EXCERPT:
+ + + + + + +

Математический анализ 2

Направление: 01.03.02. Прикладная математика и информатика
Когда читается: 2-й курс, 1, 2 модуль
Формат изучения: без онлайн-курса
Преподаватели: Косенко Петр Романович, Лыткин Сергей Михайлович
Язык: английский
Кредиты: 4
Контактные часы: 64

Course Syllabus

Abstract

This course covers specific topics of advanced calculus, such as numeric and functional series, infinite products, Eulerian integrals, multiple integrals. The convergence and functional properties of power series are considered along with their applications to some problems of discrete mathematics involving the generating functions. Most of the developed concepts are illustrated with Matplotlib. Prerequisites: High school algebra and trigonometry, basic concepts of calculus (e. g., sequences, limits and continuity, derivatives, integrals).
Learning Objectives

Learning Objectives

  • Students will understand the concept of сonvergence and divergence of infinite series and infinite products.
  • Students will understand the concept of pointwise and uniform convergence of the functional series; the functional properties of their sums.
  • Students will understand the concept of representing functions by power series; Taylor series of the most common elementary functions.
  • Students will understand the concept of generating functions and their applications for solving linear recurrence relations.
  • Students will understand the concept of representing functions by trigonometric Fourier series.
  • Students will understand the concept of improper integrals and integrals depending on a parameter; beta and gamma functions.
  • Students will understand the concept of double and triple integrals; reduction to iterated integrals (Fubini’s theorem).
  • Students will understand the concept of the change of variables in multiple integrals; polar, cylindrical and spherical coordinate systems.
Expected Learning Outcomes

Expected Learning Outcomes

  • Students will be able to calculate sums of series using the methods of partial sums, power series, Fourier series.
  • Students should be able to determine the radius and the domain of convergence of power series.
  • Students should be able to find the Fourier series of a given function and justify its convergence.

+ + + + + + +

ROWS:

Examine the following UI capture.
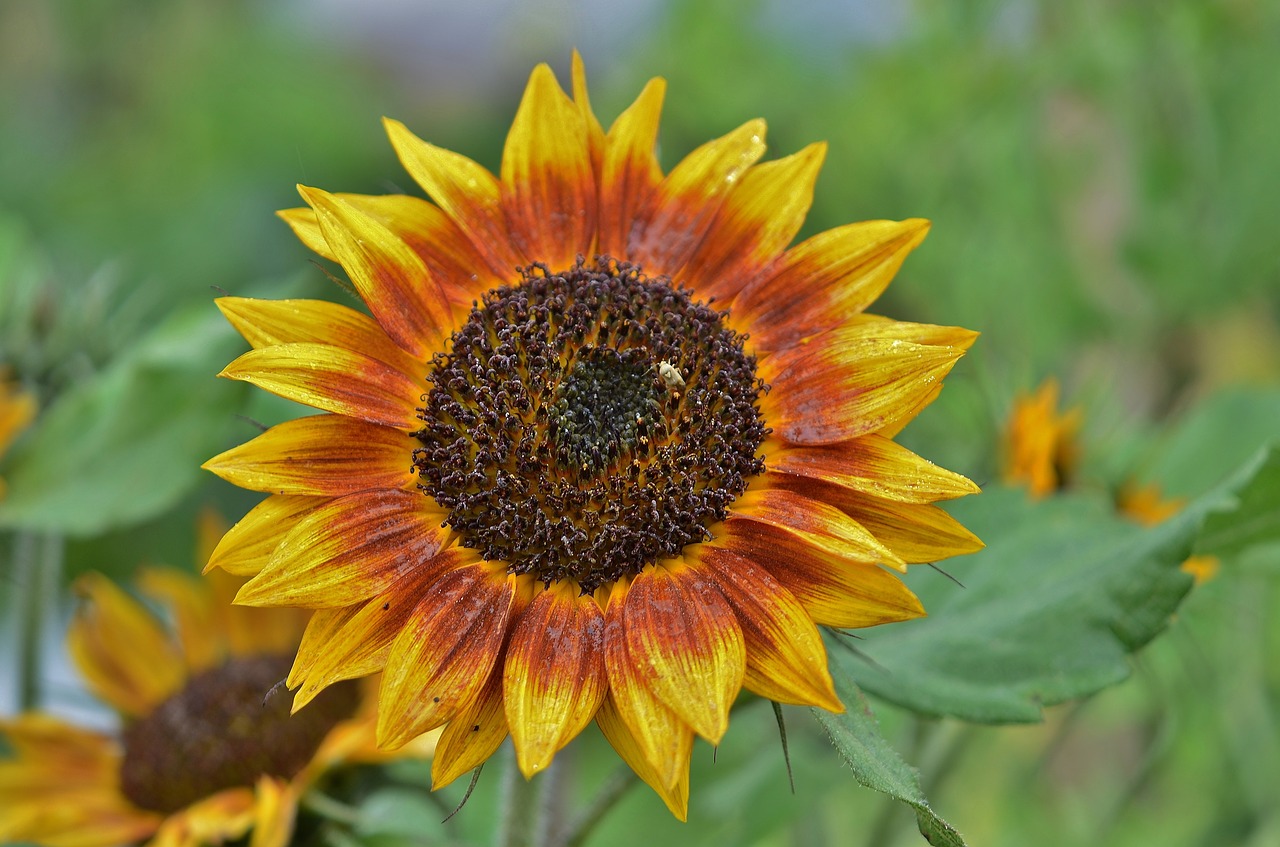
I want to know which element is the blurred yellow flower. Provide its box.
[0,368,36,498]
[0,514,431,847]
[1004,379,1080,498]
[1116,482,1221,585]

+ + + + + + +

BRIEF 1: Transcribe the passage of the calculus syllabus that runs from "This course covers" up to and including "of their sums.".
BRIEF 2: Condense the paragraph of the calculus syllabus that begins "This course covers specific topics" into a short bulleted list that keeps its main facts.
BRIEF 3: Which coordinate systems does the calculus syllabus mention?

EXERCISE SOLUTION 1:
This course covers specific topics of advanced calculus, such as numeric and functional series, infinite products, Eulerian integrals, multiple integrals. The convergence and functional properties of power series are considered along with their applications to some problems of discrete mathematics involving the generating functions. Most of the developed concepts are illustrated with Matplotlib. Prerequisites: High school algebra and trigonometry, basic concepts of calculus (e. g., sequences, limits and continuity, derivatives, integrals).
Learning Objectives

Learning Objectives

  • Students will understand the concept of сonvergence and divergence of infinite series and infinite products.
  • Students will understand the concept of pointwise and uniform convergence of the functional series; the functional properties of their sums.

EXERCISE SOLUTION 2:
- Topics: numeric and functional series, infinite products, Eulerian integrals, multiple integrals.
- Power series: their convergence and functional properties, applied to some discrete math problems through generating functions.
- Most concepts are illustrated with Matplotlib.
- Prerequisites: high school algebra and trigonometry, plus basic calculus (sequences, limits and continuity, derivatives, integrals).

EXERCISE SOLUTION 3:
- Polar
- Cylindrical
- Spherical